> [PASSAGE TO READ]
• • • • •

Reputation: 7
I am stuck trying to implement a python 3 program. What I am trying to do is web scrape printer page (http://192.168.1.10 for example which is hp laser jet for example) I am trying to make a scraper that will go to about 20 different urls with printer pages and grab the H1 tags where the printer model is stored in tag.
I am new to python, and I would like to use a txt file with urls and use a for loop to use the url as a varible.
my current code is like this and works for single url, but i dont know how to word what I am looking for to figure out how to use a text file and each line as a varible.
here is url text file for example:
http://192.168.1.10
http://192.168.1.11
http://192.168.1.12
...etc one url per line
My python 3 code looks like this:
import requests
from bs4 import BeautifulSoup
page = requests.get('http://192.168.1.10/')
soup = BeautifulSoup(page.text, 'html.parser')
page = soup.find(class_='mastheadTitle')
pagehp = page.find_all('h1')
for page in pagehp:
print(page.prettify())
use line here:
page = requests.get('http://192.168.1.10/')
How can I change that to my urls.txt and make it a loop so it uses each url on each line as that string?

• • • • •

> [MATERIAL SUPPLIED]

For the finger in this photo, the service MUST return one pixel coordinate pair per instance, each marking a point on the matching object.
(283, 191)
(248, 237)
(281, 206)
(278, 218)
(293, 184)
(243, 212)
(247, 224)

• • • • •

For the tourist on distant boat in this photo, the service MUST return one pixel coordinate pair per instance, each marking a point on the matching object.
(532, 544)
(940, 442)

• • • • •

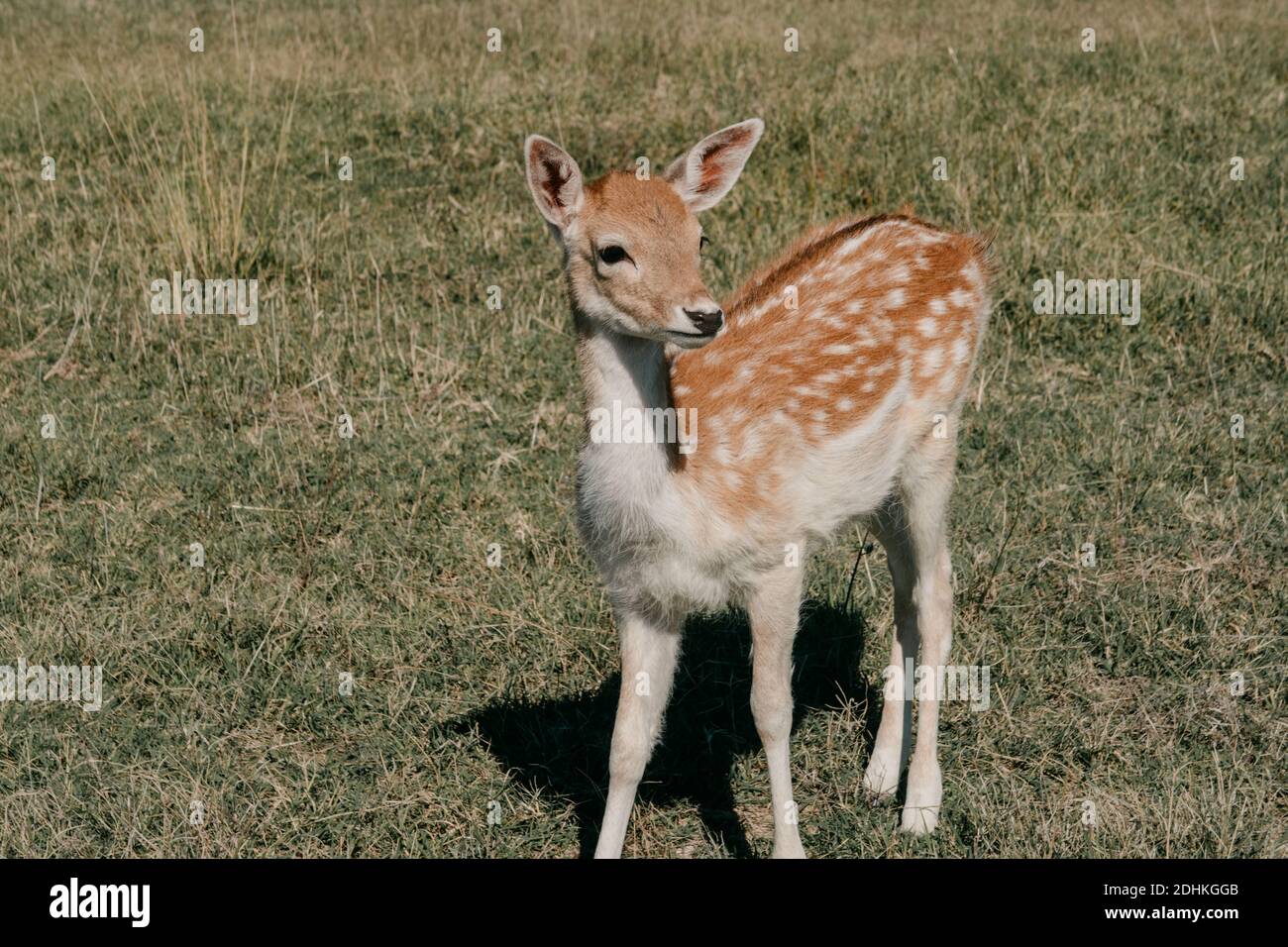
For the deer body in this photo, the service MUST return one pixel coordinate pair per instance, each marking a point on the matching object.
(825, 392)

• • • • •

> [PROBLEMS AND TASKS]
1. Count the lines in the records that contain the word "return", and reply with only that number.
2. Carry on the forum post about scraping printer model names from a list of URLs, starting after its last sentence.
The forum post and the records have no connection to each other.

> [RESULTS OF THE TASKS]
1. 3

2.
Upvotes: 0
Views: 1067
Reputation: 2905
You can use the python open
module like this:
import requests
from bs4 import BeautifulSoup
url_file = "url_file.txt" #The URL should be written one per line in the url_file.txt file
with open(url_file, "r") as f:
url_pages = f.read()
# we need to split each urls into lists to make it iterable
pages = url_pages.split("\n") # Split by lines using \n
# now we run a for loop to visit the urls one by one
for single_page in pages:
page = requests.get(single_page.strip())
soup = BeautifulSoup(page.text, 'html.parser')
page = soup.find(class_='mastheadTitle')
pagehp = page.find_all('h1')
for page in pagehp:
print(page.prettify())
Upvotes: 2
Reputation: 3046
with open("urls.txt") as f:
for line in f:
page = requests.get(line.strip())
...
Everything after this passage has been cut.